### Work to be completed
Look through the data below for the line with "of the striped" and the line with "of the wooden", then output those two and all lines in between, exactly as written.

Input for this task Block Start

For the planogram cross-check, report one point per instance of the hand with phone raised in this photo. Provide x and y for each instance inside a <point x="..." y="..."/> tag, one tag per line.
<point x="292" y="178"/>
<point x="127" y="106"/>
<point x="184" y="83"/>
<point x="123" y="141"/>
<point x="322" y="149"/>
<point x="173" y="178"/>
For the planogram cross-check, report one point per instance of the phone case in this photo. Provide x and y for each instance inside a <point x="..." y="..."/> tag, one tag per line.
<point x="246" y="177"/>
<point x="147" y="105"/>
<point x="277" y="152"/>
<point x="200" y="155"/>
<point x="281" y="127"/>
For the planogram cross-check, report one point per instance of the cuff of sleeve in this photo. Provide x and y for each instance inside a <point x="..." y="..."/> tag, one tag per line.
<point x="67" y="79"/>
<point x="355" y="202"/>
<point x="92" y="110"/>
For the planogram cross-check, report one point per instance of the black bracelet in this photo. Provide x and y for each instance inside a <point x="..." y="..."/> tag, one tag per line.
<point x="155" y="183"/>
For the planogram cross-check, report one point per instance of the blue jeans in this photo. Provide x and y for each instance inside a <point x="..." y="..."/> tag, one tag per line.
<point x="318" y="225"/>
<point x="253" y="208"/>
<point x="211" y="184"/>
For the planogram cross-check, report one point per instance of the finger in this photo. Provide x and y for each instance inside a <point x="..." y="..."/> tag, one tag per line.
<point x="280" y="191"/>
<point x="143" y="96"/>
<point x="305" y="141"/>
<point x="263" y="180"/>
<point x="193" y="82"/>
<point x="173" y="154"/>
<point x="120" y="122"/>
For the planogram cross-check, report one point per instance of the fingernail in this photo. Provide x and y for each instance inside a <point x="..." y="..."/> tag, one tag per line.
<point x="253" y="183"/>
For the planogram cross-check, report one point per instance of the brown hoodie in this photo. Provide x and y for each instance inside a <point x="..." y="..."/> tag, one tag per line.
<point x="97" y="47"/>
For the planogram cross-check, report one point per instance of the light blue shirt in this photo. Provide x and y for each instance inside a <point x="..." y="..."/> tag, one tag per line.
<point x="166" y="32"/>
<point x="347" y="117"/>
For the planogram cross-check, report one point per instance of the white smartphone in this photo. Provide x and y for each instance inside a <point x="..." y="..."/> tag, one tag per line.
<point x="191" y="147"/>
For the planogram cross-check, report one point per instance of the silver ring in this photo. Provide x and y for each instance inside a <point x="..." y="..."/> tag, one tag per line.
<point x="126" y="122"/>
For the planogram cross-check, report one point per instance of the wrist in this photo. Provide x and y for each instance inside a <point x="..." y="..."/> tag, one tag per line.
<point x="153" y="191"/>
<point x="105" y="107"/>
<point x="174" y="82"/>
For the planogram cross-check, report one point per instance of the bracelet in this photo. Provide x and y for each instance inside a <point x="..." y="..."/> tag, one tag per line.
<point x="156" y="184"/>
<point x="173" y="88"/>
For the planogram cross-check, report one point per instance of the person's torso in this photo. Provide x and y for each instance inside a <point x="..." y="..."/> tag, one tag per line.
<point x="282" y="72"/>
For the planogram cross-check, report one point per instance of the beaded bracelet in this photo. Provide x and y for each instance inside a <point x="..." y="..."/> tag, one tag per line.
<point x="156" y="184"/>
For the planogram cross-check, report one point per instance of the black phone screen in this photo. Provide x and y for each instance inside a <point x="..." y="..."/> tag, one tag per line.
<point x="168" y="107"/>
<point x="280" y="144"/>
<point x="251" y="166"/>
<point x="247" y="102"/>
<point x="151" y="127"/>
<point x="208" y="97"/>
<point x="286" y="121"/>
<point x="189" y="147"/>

Input for this task Block End
Input for this task Block Start

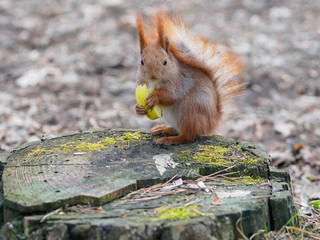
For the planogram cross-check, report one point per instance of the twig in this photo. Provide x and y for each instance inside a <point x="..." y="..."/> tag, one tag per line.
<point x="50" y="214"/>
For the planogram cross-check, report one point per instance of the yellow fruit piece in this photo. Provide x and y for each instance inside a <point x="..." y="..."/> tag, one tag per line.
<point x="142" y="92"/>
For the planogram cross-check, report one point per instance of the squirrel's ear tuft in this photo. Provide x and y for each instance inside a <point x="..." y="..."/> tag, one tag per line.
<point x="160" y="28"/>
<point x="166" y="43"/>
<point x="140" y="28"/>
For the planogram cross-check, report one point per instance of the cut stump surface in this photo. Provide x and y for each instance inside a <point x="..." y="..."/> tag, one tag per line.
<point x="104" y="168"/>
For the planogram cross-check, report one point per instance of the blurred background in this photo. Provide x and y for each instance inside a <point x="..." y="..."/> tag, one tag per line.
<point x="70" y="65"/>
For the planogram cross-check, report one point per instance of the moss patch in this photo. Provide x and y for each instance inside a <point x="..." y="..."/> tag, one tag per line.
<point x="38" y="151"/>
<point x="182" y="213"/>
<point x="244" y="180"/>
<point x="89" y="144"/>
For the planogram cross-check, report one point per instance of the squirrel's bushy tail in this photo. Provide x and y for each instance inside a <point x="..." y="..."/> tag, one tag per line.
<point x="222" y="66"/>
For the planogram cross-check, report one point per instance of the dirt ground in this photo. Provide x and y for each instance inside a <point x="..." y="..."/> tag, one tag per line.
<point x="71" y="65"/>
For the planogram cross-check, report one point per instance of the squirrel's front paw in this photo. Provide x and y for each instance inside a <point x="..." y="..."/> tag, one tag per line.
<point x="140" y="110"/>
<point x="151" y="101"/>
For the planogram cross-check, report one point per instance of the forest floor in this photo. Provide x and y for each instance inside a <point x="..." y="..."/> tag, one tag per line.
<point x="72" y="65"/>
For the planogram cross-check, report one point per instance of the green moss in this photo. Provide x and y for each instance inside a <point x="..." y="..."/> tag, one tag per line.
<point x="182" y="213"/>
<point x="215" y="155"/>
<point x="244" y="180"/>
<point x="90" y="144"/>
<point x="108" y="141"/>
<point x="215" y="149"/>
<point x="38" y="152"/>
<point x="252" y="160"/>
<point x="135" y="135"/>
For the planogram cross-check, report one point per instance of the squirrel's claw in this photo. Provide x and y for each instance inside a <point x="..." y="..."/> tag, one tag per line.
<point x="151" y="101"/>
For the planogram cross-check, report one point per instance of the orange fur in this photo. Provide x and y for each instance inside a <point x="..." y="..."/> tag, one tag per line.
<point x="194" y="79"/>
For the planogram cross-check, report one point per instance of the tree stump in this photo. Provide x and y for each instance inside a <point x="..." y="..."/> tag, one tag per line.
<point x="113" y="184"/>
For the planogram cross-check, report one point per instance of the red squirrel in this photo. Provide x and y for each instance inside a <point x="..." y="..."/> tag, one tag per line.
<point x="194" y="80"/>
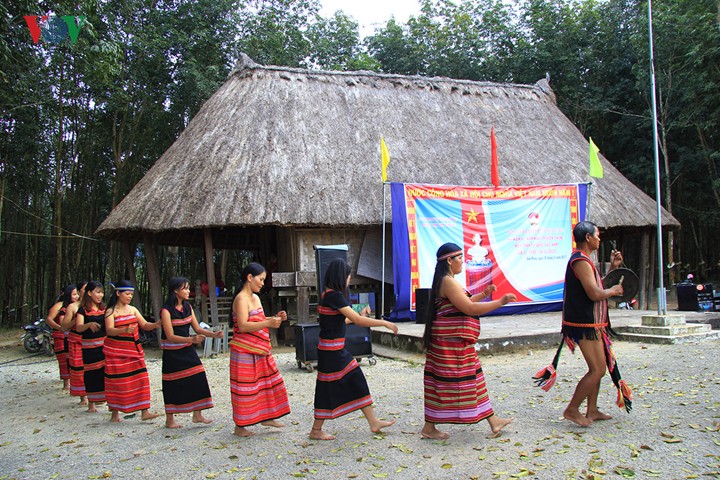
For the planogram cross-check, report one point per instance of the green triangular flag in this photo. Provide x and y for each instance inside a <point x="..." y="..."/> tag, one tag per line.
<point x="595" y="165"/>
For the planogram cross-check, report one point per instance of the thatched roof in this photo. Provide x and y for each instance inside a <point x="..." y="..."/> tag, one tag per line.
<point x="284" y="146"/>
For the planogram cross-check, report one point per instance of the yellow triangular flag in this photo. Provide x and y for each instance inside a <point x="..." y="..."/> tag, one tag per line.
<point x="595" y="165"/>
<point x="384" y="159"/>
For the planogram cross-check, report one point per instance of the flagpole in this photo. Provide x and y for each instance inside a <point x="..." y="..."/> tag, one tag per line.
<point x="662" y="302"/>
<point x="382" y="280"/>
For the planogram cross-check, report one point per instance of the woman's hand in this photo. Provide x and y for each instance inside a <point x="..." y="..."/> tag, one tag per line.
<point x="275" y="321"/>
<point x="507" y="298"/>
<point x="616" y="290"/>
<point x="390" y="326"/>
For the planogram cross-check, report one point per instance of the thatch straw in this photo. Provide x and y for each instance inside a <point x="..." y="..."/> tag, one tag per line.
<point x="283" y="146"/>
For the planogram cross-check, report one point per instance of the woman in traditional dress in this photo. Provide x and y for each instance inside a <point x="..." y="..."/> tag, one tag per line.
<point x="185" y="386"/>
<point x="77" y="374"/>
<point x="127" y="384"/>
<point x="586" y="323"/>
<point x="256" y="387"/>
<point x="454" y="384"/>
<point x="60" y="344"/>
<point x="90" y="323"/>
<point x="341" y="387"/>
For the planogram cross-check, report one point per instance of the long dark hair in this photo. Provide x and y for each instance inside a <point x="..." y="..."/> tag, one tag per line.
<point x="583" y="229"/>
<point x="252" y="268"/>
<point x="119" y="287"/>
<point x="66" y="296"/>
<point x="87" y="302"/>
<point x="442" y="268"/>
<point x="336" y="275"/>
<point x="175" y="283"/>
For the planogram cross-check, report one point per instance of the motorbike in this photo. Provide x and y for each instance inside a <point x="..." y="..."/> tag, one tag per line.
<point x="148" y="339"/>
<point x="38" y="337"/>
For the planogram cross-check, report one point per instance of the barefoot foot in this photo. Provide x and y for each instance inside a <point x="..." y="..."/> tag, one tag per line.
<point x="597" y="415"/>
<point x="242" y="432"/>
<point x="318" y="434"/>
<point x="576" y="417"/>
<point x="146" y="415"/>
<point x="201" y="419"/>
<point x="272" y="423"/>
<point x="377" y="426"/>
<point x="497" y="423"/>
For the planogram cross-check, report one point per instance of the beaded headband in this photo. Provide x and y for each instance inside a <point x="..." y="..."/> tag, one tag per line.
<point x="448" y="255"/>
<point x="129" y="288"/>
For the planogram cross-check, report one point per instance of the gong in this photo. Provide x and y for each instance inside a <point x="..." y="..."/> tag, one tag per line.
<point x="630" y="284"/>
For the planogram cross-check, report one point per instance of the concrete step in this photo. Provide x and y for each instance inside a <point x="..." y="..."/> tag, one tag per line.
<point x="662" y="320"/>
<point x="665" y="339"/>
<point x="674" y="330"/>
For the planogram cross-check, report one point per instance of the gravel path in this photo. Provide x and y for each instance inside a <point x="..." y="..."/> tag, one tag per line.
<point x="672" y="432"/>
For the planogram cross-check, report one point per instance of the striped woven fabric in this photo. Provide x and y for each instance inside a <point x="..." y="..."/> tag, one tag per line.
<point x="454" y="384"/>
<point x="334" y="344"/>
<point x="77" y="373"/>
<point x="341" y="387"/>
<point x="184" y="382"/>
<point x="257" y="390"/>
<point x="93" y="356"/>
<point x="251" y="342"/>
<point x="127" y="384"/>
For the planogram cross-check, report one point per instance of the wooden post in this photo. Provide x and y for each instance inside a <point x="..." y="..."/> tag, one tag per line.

Input for this task Block End

### Output of the task
For the planogram cross-check, report one point per instance of the striped woven fabric in this photo. Provide x and y for each instance inside a <point x="..." y="..."/> tag, one tag per line.
<point x="454" y="384"/>
<point x="334" y="344"/>
<point x="77" y="373"/>
<point x="341" y="387"/>
<point x="184" y="382"/>
<point x="257" y="390"/>
<point x="93" y="356"/>
<point x="251" y="342"/>
<point x="127" y="384"/>
For the planogram cross-check, report one point per instance of the wooden post in this photo. Provide x and y for each instance inside a <point x="..." y="..."/> tag, one tag per line.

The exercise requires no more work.